__Task to complete__. Set down every line below, word for word.
====== Extracted records ======
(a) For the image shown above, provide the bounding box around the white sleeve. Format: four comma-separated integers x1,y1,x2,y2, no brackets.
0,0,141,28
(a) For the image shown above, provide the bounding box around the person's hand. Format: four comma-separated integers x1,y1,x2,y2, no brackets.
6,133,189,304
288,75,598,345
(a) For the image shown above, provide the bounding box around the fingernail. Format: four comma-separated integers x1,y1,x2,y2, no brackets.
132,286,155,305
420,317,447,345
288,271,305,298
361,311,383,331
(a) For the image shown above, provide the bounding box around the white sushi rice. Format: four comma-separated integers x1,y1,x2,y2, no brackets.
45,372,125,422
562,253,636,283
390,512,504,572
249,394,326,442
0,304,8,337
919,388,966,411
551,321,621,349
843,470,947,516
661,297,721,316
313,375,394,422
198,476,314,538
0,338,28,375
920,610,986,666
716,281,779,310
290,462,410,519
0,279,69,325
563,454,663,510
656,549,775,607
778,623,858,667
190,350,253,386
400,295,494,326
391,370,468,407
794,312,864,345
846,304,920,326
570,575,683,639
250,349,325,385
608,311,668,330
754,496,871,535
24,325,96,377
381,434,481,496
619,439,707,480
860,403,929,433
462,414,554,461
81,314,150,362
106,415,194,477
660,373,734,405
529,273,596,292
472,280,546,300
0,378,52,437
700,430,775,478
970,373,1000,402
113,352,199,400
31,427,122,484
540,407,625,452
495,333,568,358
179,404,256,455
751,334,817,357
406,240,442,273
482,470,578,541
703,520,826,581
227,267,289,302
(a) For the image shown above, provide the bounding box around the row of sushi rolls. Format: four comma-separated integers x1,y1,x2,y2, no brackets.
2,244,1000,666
======
__Solved problem__.
(a) For the image shown above, provide the bounding box around the white sleeve. Format: four comma-separated integers x1,y1,x2,y2, no brackets.
0,0,141,28
(a) For the image shown above, provide the bounding box around the person's hand. Format: four comma-separated integers x1,y1,x2,y2, no brackets.
6,133,189,304
288,75,598,345
(a) For the image shown above, provide the bounding box around the fingernail. Format: four comma-separated integers x1,y1,x2,y2, no brackets.
132,286,155,305
420,317,447,345
288,271,305,298
361,311,383,331
(a) For the image shown above, provide the bounding box around the white sushi rice. Format: four comma-separated integers x1,y1,x2,y2, no brackets.
45,372,125,422
562,253,636,283
390,512,504,572
249,394,326,442
0,304,8,337
919,388,966,411
551,321,621,349
843,470,947,516
661,297,721,316
313,375,394,422
198,476,314,538
0,338,28,375
920,610,986,666
716,281,779,310
290,462,410,519
0,279,69,325
563,454,663,510
656,549,775,607
778,623,858,667
190,350,253,386
400,295,494,326
391,370,468,407
794,312,864,345
846,304,920,326
570,575,683,639
250,349,325,385
608,311,668,330
754,496,871,535
24,325,96,377
381,434,481,496
619,439,707,480
860,403,929,433
462,414,554,461
81,314,150,362
106,415,194,477
660,373,734,405
529,273,596,292
472,280,546,300
0,378,52,437
700,430,775,478
970,373,1000,402
113,352,199,400
31,427,122,484
540,407,625,452
495,333,568,358
179,404,256,455
751,334,817,357
406,240,442,273
482,470,578,541
703,520,826,581
227,267,289,302
(a) For the image shown above, provide the bounding box around the row of sushi rolls. Format: four comma-separated integers x1,y1,x2,y2, no brackets.
2,244,1000,666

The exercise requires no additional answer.